▶ _AIM OF THE EXERCISE_: The records that follow should be retyped word for word.

▶ _DATA_:
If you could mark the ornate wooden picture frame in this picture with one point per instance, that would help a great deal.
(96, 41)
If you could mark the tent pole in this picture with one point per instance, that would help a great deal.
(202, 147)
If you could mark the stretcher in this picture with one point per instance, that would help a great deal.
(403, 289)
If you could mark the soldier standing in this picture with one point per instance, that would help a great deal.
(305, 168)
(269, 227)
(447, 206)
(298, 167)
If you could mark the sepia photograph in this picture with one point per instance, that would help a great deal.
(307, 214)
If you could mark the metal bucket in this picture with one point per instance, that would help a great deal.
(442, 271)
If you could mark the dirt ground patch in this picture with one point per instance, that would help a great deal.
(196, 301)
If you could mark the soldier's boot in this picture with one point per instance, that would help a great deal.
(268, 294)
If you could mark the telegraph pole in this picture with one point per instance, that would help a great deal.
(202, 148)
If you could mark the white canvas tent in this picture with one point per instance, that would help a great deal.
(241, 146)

▶ _ANSWER FOR THIS EXERCISE_:
If you could mark the ornate wooden picture frame in this picture with one point per instance, that would help a great deal.
(96, 41)
If you could mark the tent pole in this picture with one point per instance, that would help a great deal.
(202, 147)
If you could mark the stretcher in this picture with one point per instance, that would help a great deal.
(403, 289)
If you could mark the soldier standing in this picture with one point per instance, that would help a great deal.
(305, 168)
(269, 227)
(447, 206)
(298, 167)
If you could mark the sepia photograph in this picture with one point per instance, that would help a great deal.
(307, 214)
If you could mark the metal bucket in this picture with one point per instance, that would help a great deal.
(442, 271)
If you could mark the dirt ground patch in this picture with one point per instance, that would help a great deal.
(196, 301)
If you could mark the soldier's boot in this picture with one point per instance, that would help a great deal.
(268, 294)
If you could mark the telegraph pole in this picture with one point per instance, that would help a great deal.
(202, 148)
If you could mark the white canvas tent in this picture with one point per instance, that would help a great deal.
(241, 146)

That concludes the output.